(Rows):
------------------------------------------------
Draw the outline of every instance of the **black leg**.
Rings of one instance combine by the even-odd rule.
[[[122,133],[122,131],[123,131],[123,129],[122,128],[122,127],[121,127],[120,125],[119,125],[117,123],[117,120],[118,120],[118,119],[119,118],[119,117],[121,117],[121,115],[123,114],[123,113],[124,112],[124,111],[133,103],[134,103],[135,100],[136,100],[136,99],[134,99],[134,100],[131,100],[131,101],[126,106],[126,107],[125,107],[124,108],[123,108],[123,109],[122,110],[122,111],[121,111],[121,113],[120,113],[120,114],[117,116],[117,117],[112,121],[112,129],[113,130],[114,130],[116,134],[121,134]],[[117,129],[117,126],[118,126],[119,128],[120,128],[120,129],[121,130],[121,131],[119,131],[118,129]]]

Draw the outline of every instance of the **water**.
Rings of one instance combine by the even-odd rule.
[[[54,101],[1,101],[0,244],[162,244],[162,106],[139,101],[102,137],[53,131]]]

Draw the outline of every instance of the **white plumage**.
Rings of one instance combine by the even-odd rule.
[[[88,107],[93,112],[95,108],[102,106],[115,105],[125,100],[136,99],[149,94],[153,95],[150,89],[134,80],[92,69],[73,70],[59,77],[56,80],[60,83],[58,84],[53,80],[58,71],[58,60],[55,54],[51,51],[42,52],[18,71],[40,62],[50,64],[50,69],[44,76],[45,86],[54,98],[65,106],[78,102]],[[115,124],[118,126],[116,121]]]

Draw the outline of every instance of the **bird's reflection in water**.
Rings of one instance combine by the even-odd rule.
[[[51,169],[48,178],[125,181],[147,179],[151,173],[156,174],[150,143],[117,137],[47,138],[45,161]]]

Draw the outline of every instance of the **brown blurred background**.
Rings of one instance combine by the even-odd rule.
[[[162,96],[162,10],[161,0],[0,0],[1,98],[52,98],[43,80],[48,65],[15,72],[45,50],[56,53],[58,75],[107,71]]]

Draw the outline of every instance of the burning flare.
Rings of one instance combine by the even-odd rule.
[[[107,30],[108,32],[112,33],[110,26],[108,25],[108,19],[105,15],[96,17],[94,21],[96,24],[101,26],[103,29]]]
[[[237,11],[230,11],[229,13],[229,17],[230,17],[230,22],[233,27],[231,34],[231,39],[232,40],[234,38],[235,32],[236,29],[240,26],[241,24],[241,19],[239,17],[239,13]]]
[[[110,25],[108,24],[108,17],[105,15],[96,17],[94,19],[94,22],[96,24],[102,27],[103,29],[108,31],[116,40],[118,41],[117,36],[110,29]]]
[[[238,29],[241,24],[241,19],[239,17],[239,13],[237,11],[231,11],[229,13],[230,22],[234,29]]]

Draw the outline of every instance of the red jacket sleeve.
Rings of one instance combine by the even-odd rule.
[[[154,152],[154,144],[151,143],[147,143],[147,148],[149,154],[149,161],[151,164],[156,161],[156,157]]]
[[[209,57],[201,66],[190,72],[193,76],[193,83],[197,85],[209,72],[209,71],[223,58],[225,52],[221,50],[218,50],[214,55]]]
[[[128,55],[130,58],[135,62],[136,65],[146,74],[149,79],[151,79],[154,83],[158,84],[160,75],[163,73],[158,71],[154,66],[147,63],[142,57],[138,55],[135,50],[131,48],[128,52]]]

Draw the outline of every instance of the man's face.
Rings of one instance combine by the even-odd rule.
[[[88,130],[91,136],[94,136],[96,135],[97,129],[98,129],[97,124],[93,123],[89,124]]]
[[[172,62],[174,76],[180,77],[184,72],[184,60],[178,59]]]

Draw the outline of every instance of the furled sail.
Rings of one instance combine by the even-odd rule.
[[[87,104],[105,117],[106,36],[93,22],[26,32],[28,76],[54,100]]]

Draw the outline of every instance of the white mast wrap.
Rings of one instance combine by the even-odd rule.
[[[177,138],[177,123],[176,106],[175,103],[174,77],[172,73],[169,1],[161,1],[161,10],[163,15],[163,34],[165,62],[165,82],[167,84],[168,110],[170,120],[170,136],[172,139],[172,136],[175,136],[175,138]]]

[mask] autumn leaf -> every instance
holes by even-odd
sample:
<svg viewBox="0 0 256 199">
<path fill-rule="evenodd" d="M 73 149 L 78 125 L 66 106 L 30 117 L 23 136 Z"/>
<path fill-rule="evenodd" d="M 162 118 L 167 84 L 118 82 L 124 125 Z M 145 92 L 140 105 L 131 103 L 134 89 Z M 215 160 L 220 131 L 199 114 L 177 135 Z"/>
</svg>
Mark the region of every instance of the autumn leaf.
------------------------------------------------
(Task goal):
Could you give the data above again, with each "instance" replaced by "occurrence" and everything else left unchanged?

(Correct response):
Draw the outline of every occurrence of the **black leg**.
Rings of one occurrence combine by the even-odd rule.
[[[122,133],[122,131],[123,131],[123,129],[122,128],[122,127],[121,127],[120,125],[119,125],[117,123],[117,120],[118,120],[118,119],[119,118],[119,117],[121,117],[121,115],[123,114],[123,113],[124,112],[124,111],[133,103],[134,103],[135,100],[136,100],[136,99],[134,99],[134,100],[131,100],[131,101],[126,106],[126,107],[125,107],[124,108],[123,108],[123,109],[122,110],[122,111],[121,111],[121,113],[120,113],[120,114],[117,116],[117,117],[112,121],[112,129],[113,130],[114,130],[116,134],[121,134]],[[117,129],[117,126],[118,126],[119,128],[120,128],[120,129],[121,130],[121,131],[119,131],[118,129]]]

Draw the outline of every occurrence of the **water**.
Rings of one occurrence combine by the even-odd rule.
[[[54,101],[1,101],[0,244],[162,244],[162,106],[139,101],[102,137],[53,131]]]

Draw the outline of every occurrence of the **white plumage**.
Rings of one occurrence combine by the even-odd rule.
[[[88,107],[93,112],[95,108],[102,106],[115,105],[125,100],[136,99],[149,94],[153,95],[150,89],[134,80],[92,69],[73,70],[59,77],[56,80],[60,83],[58,84],[53,80],[58,71],[58,60],[55,54],[51,51],[42,52],[18,71],[40,62],[50,64],[50,69],[44,76],[45,86],[54,98],[65,106],[78,102]],[[115,124],[118,126],[116,121]]]

Draw the outline of every occurrence of the **bird's reflection in water**.
Rings of one occurrence combine by the even-odd rule.
[[[51,169],[48,178],[125,181],[147,179],[151,173],[156,174],[150,143],[117,137],[47,138],[45,161]]]

Draw the outline of every occurrence of the **brown blurred background**.
Rings of one occurrence combine by the even-odd rule.
[[[162,96],[162,10],[161,0],[0,0],[1,98],[52,98],[43,80],[48,65],[15,72],[45,50],[56,53],[58,75],[107,71]]]

Draw the outline of every occurrence of the burning flare.
Rings of one occurrence combine by the even-odd rule.
[[[107,30],[108,32],[112,33],[110,26],[108,25],[108,19],[105,15],[96,17],[94,21],[96,24],[101,26],[103,29]]]
[[[237,11],[230,11],[229,13],[229,17],[230,17],[230,22],[233,27],[231,34],[231,39],[232,40],[234,38],[235,32],[236,29],[240,26],[241,24],[241,19],[239,17],[239,13]]]
[[[110,25],[108,24],[108,17],[105,15],[96,17],[94,19],[94,22],[96,24],[102,27],[103,29],[108,31],[116,40],[118,41],[117,36],[110,29]]]
[[[238,29],[241,24],[241,19],[239,17],[239,13],[237,11],[231,11],[229,13],[230,22],[234,29]]]

Draw the outline of every occurrence of the red jacket sleeve.
Rings of one occurrence combine by the even-odd rule.
[[[154,152],[154,144],[151,143],[147,143],[147,148],[149,154],[149,161],[151,164],[156,161],[156,157]]]
[[[209,57],[201,66],[190,72],[193,76],[193,83],[197,85],[209,72],[209,71],[223,58],[225,52],[221,50],[218,50],[214,55]]]
[[[128,55],[130,58],[135,62],[136,65],[146,74],[149,79],[151,79],[154,83],[158,84],[160,75],[163,73],[158,71],[154,66],[147,63],[142,57],[138,55],[135,50],[131,48],[128,52]]]

Draw the outline of every occurrence of the man's face.
Rings of one occurrence combine by the even-odd rule.
[[[88,130],[91,136],[94,136],[96,135],[97,129],[98,129],[97,124],[93,123],[89,124]]]
[[[172,62],[174,76],[180,77],[184,72],[184,60],[178,59]]]

Draw the outline of every occurrence of the furled sail.
Rings of one occurrence combine by the even-odd rule.
[[[87,104],[105,117],[106,36],[93,22],[26,32],[28,76],[54,100]]]

Draw the outline of every occurrence of the white mast wrap.
Rings of one occurrence combine by the even-odd rule.
[[[177,138],[177,123],[176,106],[175,103],[174,77],[172,73],[169,1],[161,1],[161,10],[163,15],[163,34],[165,62],[165,82],[167,84],[168,110],[170,120],[170,136],[172,139],[172,136],[175,136],[175,138]]]

[mask] autumn leaf -> every occurrence
holes by even-odd
sample:
<svg viewBox="0 0 256 199">
<path fill-rule="evenodd" d="M 73 149 L 78 125 L 66 106 L 30 117 L 23 136 Z"/>
<path fill-rule="evenodd" d="M 162 118 L 167 84 L 118 82 L 124 125 Z M 145 92 L 140 105 L 131 103 L 134 89 Z M 215 160 L 220 131 L 199 114 L 177 135 Z"/>
</svg>
Mark the region of every occurrence of the autumn leaf.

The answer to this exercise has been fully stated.